§ **Page extract**:

German Witchcraft
German Witchcraft
(religion, spiritualism, and occult)More than a hundred times as many witches were executed in Germany as were in England. Whereas England did not torture nor burn witches, Germany did both. Rossell Hope Robbins emphasizes the severity of the witchcraft persecutions in Germany by listing typical atrocities. In Wolfenbüttel in 1590, there were so many stakes erected for burning witches that the site looked like a small woods. In 1631, outside the walls of many towns and villages near Cologne stood numerous stakes with women bound to them and burned. At Neisse in 1651, the executioner built an oven and in one year roasted to death 42 women and girls, including children two to four years of age (witchcraft was believed passed on from mother to child or even from godmother to child). Over a period of nine years, this same executioner roasted over a thousand people.

§ **Given exercise 1**: In the listing, copy out the lines exactly, starting with the line that contains "crowd silhouette you see." and going on through the line that contains "185;57;203;74". Leave the pictures out.

§ **Task input**:
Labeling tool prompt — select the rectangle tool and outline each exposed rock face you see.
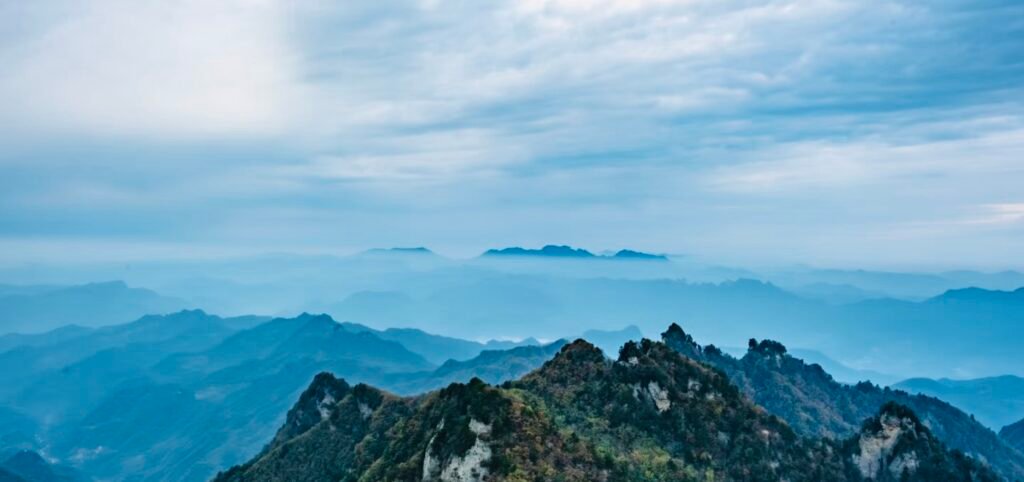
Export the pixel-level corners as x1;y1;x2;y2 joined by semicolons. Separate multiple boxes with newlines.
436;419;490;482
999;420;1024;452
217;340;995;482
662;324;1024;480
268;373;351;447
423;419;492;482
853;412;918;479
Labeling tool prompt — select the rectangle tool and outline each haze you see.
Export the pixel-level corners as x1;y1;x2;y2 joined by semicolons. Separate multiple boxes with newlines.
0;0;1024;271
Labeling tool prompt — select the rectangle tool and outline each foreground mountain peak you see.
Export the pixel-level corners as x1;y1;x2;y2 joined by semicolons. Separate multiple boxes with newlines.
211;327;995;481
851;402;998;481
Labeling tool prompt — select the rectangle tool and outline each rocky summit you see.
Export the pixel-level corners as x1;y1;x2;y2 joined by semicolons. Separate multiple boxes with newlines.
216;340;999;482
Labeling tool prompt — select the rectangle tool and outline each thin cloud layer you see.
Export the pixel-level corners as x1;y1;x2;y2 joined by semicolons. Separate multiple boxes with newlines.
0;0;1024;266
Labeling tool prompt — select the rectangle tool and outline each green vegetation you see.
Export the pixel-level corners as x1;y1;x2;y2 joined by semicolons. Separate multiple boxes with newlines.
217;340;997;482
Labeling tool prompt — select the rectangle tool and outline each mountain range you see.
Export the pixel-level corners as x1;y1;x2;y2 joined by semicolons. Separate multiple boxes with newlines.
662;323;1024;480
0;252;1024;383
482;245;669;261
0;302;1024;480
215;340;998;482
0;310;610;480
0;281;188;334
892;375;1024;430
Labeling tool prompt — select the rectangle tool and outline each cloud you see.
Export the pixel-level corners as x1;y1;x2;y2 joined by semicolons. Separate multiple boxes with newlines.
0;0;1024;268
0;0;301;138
* * *
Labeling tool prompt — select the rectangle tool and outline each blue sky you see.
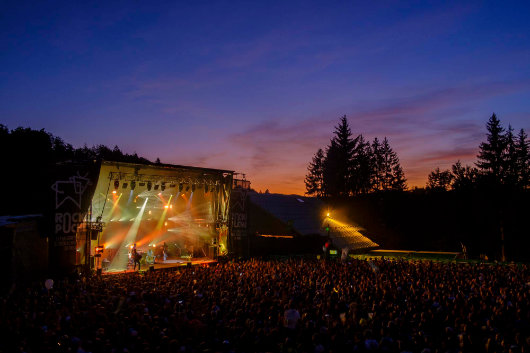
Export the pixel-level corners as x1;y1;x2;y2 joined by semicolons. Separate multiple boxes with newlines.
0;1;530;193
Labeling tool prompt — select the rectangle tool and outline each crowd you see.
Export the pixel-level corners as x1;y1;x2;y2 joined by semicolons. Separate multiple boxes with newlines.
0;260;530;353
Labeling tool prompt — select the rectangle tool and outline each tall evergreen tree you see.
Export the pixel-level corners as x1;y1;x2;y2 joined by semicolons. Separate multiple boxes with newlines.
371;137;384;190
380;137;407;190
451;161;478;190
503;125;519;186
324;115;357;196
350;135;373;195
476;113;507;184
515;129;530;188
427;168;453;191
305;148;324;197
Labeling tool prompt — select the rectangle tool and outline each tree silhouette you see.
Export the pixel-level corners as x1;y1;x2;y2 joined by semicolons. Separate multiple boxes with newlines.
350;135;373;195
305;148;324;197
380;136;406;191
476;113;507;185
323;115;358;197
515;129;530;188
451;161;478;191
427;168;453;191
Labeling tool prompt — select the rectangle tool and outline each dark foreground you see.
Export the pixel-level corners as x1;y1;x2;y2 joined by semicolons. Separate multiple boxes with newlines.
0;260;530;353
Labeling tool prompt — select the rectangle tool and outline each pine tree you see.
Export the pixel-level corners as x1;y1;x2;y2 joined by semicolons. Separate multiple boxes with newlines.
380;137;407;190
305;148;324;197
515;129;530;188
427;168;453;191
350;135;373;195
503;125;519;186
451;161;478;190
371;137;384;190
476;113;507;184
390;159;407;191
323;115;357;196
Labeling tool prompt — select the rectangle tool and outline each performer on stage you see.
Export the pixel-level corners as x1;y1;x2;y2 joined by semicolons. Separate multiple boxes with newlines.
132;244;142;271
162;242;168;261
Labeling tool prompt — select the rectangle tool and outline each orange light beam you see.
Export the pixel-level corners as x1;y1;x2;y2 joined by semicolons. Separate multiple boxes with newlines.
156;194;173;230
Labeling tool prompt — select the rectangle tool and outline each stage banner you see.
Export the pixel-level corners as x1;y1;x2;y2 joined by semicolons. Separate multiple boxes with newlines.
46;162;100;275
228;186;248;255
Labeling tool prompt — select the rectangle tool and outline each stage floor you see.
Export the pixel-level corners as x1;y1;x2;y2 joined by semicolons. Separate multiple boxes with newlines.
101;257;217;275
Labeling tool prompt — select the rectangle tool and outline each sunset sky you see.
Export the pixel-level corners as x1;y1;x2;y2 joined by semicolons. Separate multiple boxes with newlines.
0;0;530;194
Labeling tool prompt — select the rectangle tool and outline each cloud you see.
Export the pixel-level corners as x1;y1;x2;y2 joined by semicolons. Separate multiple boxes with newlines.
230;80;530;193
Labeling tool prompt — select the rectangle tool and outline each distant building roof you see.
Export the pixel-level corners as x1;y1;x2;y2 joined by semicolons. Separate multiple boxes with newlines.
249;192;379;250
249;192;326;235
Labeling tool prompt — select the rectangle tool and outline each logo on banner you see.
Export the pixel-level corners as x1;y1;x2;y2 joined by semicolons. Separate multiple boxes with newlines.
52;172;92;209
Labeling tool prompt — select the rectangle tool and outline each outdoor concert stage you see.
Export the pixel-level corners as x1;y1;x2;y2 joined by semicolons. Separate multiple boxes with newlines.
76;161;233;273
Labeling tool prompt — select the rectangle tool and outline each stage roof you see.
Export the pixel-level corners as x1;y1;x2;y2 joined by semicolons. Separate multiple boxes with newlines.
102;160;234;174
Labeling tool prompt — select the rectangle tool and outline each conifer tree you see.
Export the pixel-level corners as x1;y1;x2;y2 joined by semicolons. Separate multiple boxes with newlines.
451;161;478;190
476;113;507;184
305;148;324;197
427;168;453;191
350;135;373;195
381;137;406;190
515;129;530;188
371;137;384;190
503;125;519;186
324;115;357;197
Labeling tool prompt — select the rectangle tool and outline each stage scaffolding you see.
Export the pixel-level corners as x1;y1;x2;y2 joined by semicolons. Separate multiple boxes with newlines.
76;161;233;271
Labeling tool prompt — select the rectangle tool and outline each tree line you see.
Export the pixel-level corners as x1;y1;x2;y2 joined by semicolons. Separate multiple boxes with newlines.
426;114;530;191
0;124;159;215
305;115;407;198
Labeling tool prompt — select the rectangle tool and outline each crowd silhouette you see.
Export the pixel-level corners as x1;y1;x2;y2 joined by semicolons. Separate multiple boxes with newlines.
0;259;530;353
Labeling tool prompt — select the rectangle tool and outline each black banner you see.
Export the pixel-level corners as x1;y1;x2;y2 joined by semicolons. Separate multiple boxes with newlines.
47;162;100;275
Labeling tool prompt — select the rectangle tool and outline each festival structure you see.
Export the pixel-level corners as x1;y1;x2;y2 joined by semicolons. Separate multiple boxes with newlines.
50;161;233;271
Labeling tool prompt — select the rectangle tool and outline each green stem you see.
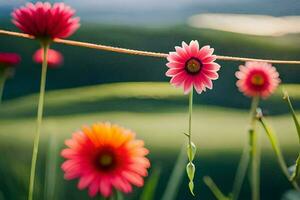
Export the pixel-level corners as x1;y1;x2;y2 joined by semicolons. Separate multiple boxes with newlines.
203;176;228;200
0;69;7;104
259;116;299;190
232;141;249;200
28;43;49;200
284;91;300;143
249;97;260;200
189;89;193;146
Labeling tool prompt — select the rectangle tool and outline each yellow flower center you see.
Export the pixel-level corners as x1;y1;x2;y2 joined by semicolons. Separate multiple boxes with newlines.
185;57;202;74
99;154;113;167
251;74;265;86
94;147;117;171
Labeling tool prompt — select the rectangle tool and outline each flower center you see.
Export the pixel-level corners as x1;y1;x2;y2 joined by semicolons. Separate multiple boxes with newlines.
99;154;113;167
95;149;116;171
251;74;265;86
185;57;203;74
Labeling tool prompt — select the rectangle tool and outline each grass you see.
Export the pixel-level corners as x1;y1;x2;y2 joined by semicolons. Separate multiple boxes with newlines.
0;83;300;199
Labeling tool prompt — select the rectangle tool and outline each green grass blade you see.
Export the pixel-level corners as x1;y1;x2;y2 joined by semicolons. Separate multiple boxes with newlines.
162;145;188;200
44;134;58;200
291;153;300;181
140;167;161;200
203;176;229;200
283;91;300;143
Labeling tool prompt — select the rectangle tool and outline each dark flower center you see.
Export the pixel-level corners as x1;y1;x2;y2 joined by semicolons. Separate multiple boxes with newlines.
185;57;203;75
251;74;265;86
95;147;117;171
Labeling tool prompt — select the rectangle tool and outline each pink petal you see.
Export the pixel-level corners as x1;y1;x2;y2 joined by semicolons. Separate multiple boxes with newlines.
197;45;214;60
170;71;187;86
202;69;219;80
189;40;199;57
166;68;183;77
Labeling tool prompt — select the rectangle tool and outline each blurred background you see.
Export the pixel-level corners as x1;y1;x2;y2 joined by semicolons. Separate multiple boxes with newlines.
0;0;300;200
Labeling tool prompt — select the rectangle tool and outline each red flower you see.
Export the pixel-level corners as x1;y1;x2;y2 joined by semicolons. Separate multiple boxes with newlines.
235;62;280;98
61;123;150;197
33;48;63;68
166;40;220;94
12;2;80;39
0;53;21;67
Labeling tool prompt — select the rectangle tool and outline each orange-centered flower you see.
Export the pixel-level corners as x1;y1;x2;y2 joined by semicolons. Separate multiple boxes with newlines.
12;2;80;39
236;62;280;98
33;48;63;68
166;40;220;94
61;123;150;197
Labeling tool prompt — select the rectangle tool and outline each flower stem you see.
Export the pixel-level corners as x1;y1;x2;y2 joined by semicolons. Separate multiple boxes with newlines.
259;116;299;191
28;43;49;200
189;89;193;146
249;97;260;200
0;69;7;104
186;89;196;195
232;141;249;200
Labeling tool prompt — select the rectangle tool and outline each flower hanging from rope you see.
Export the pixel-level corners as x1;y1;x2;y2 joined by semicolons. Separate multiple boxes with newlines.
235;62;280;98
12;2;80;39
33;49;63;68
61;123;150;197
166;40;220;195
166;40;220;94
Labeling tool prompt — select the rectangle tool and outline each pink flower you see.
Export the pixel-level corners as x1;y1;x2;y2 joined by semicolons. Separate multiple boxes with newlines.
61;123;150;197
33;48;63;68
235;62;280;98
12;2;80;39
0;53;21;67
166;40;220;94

§ **Given exercise 2**: In the passage on German witchcraft, how many women and girls did the executioner at Neisse roast to death in one year?

§ **Complete output 1**:
Labeling tool prompt — select the rectangle tool and outline each crowd silhouette you see.
Export the pixel-level corners as x1;y1;x2;y2 joined by semicolons. Separate multiple boxes with newlines.
0;259;530;353
Labeling tool prompt — select the rectangle tool and outline each black banner you see.
Export the pixel-level corners as x1;y1;x2;y2 joined by semicolons. Separate multiple boxes with newlines.
47;162;100;275
Labeling tool prompt — select the rectangle tool and outline each festival structure you see.
Export the pixel-level corners as x1;y1;x2;y2 joined by semicolons. Separate multiple boxes with newlines.
50;161;233;271
Labeling tool prompt — select the rectangle tool and outline each green stem you see.
Export the pixel-level corners as x1;y1;x2;y2 joined by semicolons. Separate multiple boxes with newlines.
203;176;228;200
0;69;7;104
259;116;299;190
232;141;249;200
28;43;49;200
284;91;300;143
249;97;260;200
189;89;193;146
Labeling tool prompt — select the rectangle tool and outline each yellow flower center you see.
Export the pixel-level corners as x1;y1;x2;y2 joined by semicolons. Separate multiple boxes with newlines.
185;57;202;74
99;154;113;167
251;74;265;86
94;147;117;171
Labeling tool prompt — select the rectangle tool and outline each flower center you see.
Export the pixel-level corners as x1;y1;x2;y2 joined by semicolons. Separate multiple boxes with newlines.
99;154;113;167
95;149;116;171
251;74;265;86
185;57;203;74

§ **Complete output 2**: 42 women and girls.